[Stored records]
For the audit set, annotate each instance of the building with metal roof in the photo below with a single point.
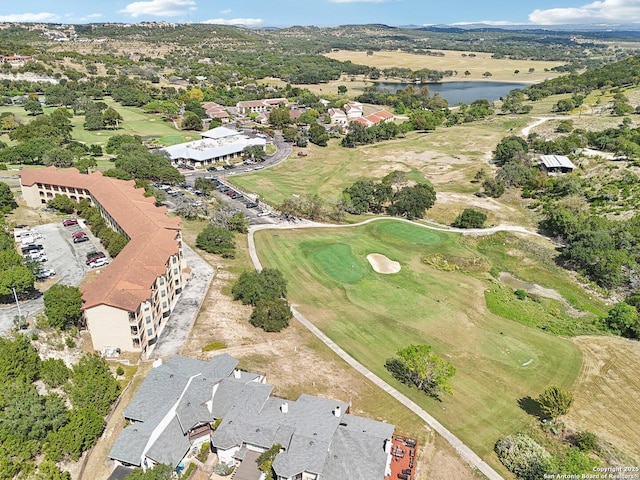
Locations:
(219, 144)
(180, 400)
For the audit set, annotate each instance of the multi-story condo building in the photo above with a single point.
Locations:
(127, 305)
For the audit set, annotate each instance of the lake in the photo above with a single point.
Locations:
(461, 92)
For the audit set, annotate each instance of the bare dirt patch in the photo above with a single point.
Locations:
(296, 362)
(382, 264)
(607, 391)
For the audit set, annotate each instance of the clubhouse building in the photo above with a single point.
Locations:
(220, 144)
(127, 305)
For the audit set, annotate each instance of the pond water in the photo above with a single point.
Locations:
(461, 92)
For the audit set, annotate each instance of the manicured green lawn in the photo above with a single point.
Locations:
(372, 315)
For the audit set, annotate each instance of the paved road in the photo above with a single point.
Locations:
(465, 452)
(179, 323)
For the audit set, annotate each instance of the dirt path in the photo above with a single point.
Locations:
(540, 120)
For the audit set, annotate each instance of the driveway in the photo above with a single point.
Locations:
(177, 327)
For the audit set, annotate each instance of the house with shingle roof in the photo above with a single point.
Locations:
(179, 402)
(127, 305)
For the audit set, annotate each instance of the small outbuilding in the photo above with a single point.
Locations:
(556, 164)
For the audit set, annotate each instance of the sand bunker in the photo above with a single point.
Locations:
(382, 264)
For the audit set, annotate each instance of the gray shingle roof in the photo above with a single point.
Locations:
(556, 161)
(160, 392)
(313, 438)
(171, 446)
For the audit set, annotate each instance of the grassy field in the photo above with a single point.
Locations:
(498, 361)
(135, 122)
(449, 158)
(501, 69)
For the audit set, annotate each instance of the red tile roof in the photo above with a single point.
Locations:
(129, 278)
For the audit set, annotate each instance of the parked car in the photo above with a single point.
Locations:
(100, 262)
(45, 273)
(31, 248)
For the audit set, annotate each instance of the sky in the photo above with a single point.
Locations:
(282, 13)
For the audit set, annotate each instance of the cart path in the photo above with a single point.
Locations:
(464, 451)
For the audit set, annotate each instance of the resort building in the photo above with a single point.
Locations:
(220, 144)
(184, 402)
(260, 106)
(127, 305)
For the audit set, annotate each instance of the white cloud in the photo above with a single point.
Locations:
(605, 11)
(249, 22)
(29, 17)
(160, 8)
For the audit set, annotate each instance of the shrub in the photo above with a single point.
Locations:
(217, 240)
(586, 441)
(523, 456)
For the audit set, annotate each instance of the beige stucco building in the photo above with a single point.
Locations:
(127, 305)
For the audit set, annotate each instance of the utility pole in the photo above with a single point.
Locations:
(15, 295)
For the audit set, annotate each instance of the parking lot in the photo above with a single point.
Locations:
(66, 258)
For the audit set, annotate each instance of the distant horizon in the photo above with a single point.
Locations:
(331, 13)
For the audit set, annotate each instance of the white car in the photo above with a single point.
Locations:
(101, 262)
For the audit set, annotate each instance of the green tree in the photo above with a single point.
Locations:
(111, 118)
(92, 385)
(19, 360)
(252, 286)
(54, 372)
(238, 222)
(271, 315)
(33, 107)
(623, 319)
(279, 117)
(555, 401)
(191, 121)
(493, 187)
(523, 456)
(217, 240)
(412, 202)
(509, 148)
(63, 306)
(419, 366)
(470, 218)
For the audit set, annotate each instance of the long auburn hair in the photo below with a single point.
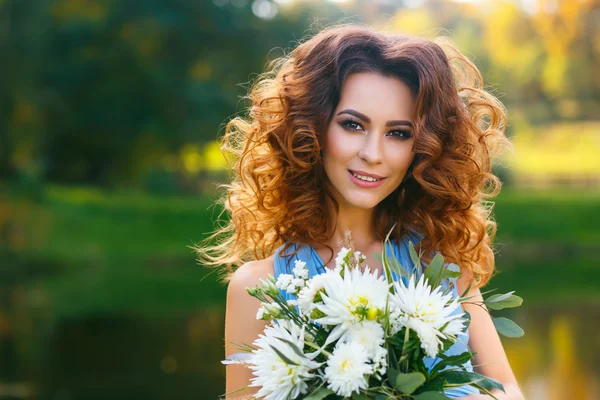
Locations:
(277, 195)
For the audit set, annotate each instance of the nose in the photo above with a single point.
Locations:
(371, 150)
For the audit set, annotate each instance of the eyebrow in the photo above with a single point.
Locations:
(368, 120)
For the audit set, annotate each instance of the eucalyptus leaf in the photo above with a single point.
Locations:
(467, 318)
(319, 394)
(465, 378)
(499, 297)
(431, 396)
(452, 360)
(433, 272)
(451, 272)
(467, 290)
(509, 302)
(386, 266)
(378, 257)
(408, 383)
(508, 328)
(414, 257)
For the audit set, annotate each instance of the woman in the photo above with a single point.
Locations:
(357, 131)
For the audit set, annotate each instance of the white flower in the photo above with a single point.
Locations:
(284, 281)
(380, 361)
(346, 369)
(306, 297)
(300, 269)
(339, 260)
(289, 283)
(430, 313)
(277, 379)
(351, 299)
(367, 333)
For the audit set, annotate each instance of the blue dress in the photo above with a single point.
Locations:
(284, 265)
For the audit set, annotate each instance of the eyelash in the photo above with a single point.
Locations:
(346, 125)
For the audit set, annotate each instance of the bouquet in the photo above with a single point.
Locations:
(351, 333)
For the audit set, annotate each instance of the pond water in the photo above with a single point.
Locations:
(129, 357)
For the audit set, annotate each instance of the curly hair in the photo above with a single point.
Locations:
(277, 195)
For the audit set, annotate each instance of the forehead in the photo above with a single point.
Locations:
(377, 96)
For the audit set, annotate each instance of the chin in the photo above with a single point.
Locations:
(362, 201)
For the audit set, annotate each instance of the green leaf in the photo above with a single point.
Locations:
(386, 266)
(397, 268)
(360, 396)
(408, 383)
(508, 328)
(433, 272)
(431, 396)
(499, 296)
(392, 374)
(452, 271)
(465, 378)
(467, 318)
(414, 257)
(378, 257)
(451, 360)
(466, 291)
(319, 394)
(499, 304)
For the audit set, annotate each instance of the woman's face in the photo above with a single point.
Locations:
(368, 144)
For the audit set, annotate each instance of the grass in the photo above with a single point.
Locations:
(127, 252)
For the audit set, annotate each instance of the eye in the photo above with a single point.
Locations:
(351, 125)
(400, 134)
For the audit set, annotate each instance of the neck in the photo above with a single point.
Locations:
(353, 221)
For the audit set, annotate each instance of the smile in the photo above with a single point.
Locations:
(364, 177)
(365, 181)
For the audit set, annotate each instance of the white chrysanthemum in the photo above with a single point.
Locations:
(283, 281)
(346, 369)
(351, 299)
(277, 379)
(367, 333)
(426, 311)
(306, 296)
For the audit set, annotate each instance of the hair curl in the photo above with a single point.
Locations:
(278, 192)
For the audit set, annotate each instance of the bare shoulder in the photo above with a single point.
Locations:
(249, 274)
(241, 325)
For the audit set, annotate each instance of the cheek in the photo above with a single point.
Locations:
(401, 158)
(338, 146)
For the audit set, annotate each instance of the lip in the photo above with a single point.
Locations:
(363, 173)
(364, 184)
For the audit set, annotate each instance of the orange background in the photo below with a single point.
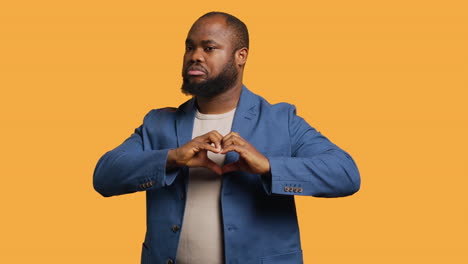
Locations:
(385, 80)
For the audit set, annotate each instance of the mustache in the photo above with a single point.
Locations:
(195, 67)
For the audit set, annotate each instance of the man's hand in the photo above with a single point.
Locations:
(194, 152)
(250, 160)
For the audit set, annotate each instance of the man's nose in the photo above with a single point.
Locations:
(197, 55)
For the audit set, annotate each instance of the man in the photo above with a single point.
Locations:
(220, 172)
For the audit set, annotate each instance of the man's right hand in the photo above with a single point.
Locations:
(194, 153)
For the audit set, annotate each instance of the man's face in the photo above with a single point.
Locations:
(209, 67)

• _PROBLEM STATEMENT_
Say only how many lines above contain "below", with no other words.

• _OUTPUT FOR THIS TASK_
3